→ Extrait présenté
___
Si le coup d’envoi des spectacles immersifs a été donné à l’occasion de l’Expo ’58 de Bruxelles avec Laterna Magika, le coût et la technicité complexe de telles entreprises les a rendues rares. D’autre part, l’apparition du numérique et des changements aussi radicaux que rapides des technologies risquaient de rendre obsolète, sitôt parue, toute tentative de présentation publique à grande échelle. Nous pouvons enfin bénéficier de la lente percolation des projets imaginés dans les laboratoires de recherche, car leurs retombées deviennent progressivement normées, accessibles et commercialisées.
Tokyo, une idée d’avance
Au Japon, pays de la technologie dans la vie quotidienne, l’idée d’un musée dédié à l’art digital fait son chemin depuis l’an 2000. En 2018, Tokyo inaugure le premier musée des arts numériques au monde. Il s’agit là d’une vitrine de démonstration technologique sans réelle intention artistique, même si chaque intervenant du collectif est un artiste à sa manière, dans son domaine. Nombre de créateurs, que les nouvelles technologies ne rebutent pas, ont compris que les enjeux exigent d’eux qu’ils éprouvent leur inventivité et leur savoir-faire au service de projets qui dépassent leur propre personne. Ces innovateurs sont avant tout des scénographes au sens large du terme. Après le règne de quelques siècles du sujet individuel en art, serions-nous en train de redécouvrir l’intelligence collective? L’initiateur suscite l’imagination et l’invention matérielle d’autres inventeurs à la maestria exceptionnelle, et seul le travail d’équipe permet de mener l’opération à terme.
___
→ Données enregistrées
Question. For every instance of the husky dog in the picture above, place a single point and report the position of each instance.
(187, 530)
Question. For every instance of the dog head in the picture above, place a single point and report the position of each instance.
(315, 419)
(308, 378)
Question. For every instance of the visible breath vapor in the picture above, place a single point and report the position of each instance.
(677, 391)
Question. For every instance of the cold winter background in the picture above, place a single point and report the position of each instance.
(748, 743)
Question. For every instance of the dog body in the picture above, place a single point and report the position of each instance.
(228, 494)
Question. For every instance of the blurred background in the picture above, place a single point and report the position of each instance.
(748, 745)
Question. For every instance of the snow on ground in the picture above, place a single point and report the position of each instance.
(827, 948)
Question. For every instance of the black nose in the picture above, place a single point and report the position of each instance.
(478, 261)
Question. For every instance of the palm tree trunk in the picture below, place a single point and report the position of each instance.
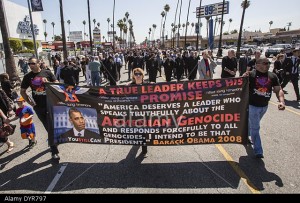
(90, 29)
(178, 35)
(241, 31)
(9, 59)
(186, 24)
(220, 40)
(62, 22)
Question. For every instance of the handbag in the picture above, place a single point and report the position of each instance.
(7, 130)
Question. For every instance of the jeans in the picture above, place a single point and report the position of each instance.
(255, 115)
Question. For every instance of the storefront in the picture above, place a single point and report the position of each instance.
(18, 23)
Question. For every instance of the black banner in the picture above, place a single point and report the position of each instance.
(183, 113)
(36, 5)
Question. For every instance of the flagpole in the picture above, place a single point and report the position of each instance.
(32, 30)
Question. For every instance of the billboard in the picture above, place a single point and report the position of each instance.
(76, 36)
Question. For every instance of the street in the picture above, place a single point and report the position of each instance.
(197, 169)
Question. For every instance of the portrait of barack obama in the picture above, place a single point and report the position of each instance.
(78, 121)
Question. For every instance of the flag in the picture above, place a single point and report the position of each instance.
(36, 5)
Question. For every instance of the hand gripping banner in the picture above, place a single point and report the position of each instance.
(182, 113)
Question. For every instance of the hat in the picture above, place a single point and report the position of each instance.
(19, 99)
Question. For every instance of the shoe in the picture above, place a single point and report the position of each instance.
(10, 147)
(14, 128)
(55, 157)
(32, 144)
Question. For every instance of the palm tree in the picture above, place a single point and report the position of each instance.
(153, 33)
(207, 25)
(63, 34)
(108, 20)
(11, 68)
(230, 20)
(166, 9)
(69, 22)
(45, 33)
(271, 22)
(187, 23)
(193, 24)
(53, 24)
(84, 22)
(245, 4)
(162, 17)
(94, 21)
(289, 25)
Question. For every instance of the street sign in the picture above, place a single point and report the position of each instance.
(212, 9)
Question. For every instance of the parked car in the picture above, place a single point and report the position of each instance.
(276, 49)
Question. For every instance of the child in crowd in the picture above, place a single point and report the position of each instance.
(25, 114)
(3, 138)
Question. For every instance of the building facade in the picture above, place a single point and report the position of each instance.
(18, 23)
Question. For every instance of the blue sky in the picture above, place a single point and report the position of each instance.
(145, 13)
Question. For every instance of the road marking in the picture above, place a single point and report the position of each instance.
(4, 183)
(238, 170)
(287, 109)
(56, 179)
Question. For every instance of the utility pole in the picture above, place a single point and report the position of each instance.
(90, 29)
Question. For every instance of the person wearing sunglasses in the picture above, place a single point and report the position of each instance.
(261, 84)
(36, 80)
(138, 79)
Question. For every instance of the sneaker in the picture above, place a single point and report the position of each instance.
(10, 147)
(55, 157)
(32, 144)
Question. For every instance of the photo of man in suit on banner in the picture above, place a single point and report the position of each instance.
(36, 5)
(75, 123)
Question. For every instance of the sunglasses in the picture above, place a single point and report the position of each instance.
(138, 74)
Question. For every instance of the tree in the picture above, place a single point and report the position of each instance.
(271, 22)
(69, 22)
(108, 20)
(9, 59)
(166, 9)
(245, 4)
(161, 29)
(230, 20)
(53, 24)
(289, 25)
(94, 21)
(153, 33)
(84, 22)
(45, 33)
(193, 24)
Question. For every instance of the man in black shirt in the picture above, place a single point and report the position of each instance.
(261, 83)
(36, 80)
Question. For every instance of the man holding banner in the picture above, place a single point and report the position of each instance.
(261, 83)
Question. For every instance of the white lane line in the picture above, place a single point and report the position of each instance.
(56, 179)
(4, 183)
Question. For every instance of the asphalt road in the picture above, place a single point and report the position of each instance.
(198, 169)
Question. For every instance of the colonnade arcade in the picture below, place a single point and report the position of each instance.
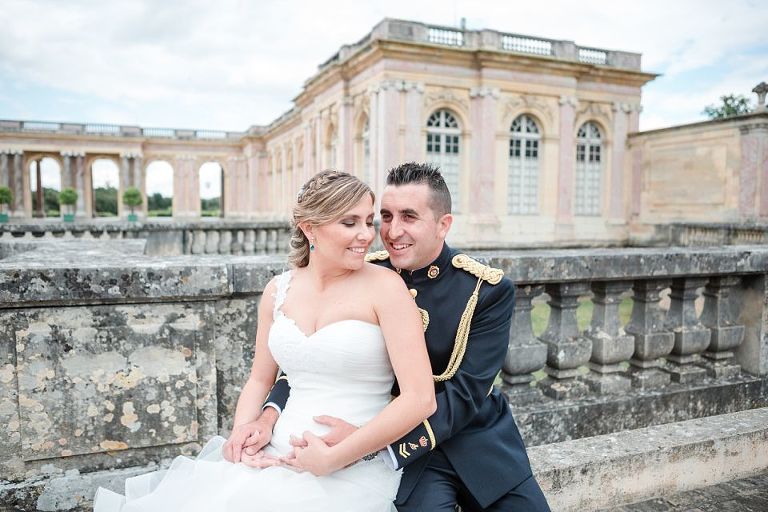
___
→ Énoncé 1
Recopiez le passage de l'extrait sur les spectacles immersifs qui s'ouvre sur les mots contenant « Si le coup d’envoi » et se clôt sur « accessibles et commercialisées. ».
→ Énoncé 2
D'après l'extrait sur les spectacles immersifs, à quelle occasion le coup d'envoi de ces spectacles a-t-il été donné ?
→ Énoncé 3
Rédigez la suite de l'extrait sur les spectacles immersifs et le musée des arts numériques de Tokyo, à partir de l'endroit où il s'arrête.
Les données n'ont aucun lien avec l'extrait.

→ Zone de réponse 1
Si le coup d’envoi des spectacles immersifs a été donné à l’occasion de l’Expo ’58 de Bruxelles avec Laterna Magika, le coût et la technicité complexe de telles entreprises les a rendues rares. D’autre part, l’apparition du numérique et des changements aussi radicaux que rapides des technologies risquaient de rendre obsolète, sitôt parue, toute tentative de présentation publique à grande échelle. Nous pouvons enfin bénéficier de la lente percolation des projets imaginés dans les laboratoires de recherche, car leurs retombées deviennent progressivement normées, accessibles et commercialisées.

→ Zone de réponse 2
À l'occasion de l'Expo ’58 de Bruxelles, avec Laterna Magika.

→ Zone de réponse 3
Vincent Van Gogh, premier de cordée
Au début 2019, en France, L’Atelier des Lumières présentait Van Gogh, La Nuit Étoilée, une des premières manifestations immersives dédiées à l’art. D’autres, ailleurs, ont rapidement suivi. Elles sont d’abord consacrées à des monuments de classe mondiale indéniables, tels Vincent Van Gogh, Frida Kahlo, Gustav Klimt, ou Claude Monet, parce que les promoteurs savent que de telles expositions peuvent faire le tour du monde tout en faisant recette comble. Mettons-nous à leur place: l’investissement étant colossal, il faut être certain d’au moins récupérer sa mise, avec l’espoir de toucher le pactole afin de pouvoir réinvestir. Ce type de manifestation est donc indissociable de la logique financière et commerciale. Il s’agit par conséquent de toucher le public le plus vaste possible, avec tout ce que cela comprend d’émotions et de généralités convenues. Le tourisme du malheur ayant encore de beaux jours devant lui, chacune de ces expos raconte une vie d’artiste, par ses tourments, ses angoisses, chagrins, désespoirs, frustrations, angoisses, inquiétudes, anxiétés, tracas. Dans tous les cas, il s’agit de prendre le visiteur à témoin de la cruauté aveugle qui s’acharne sur une personne, gentille, mais maudite, et doper ainsi le sens de l’injustice. Ah, qu’il est dur d’être un génie méprisé, en avance sur son temps!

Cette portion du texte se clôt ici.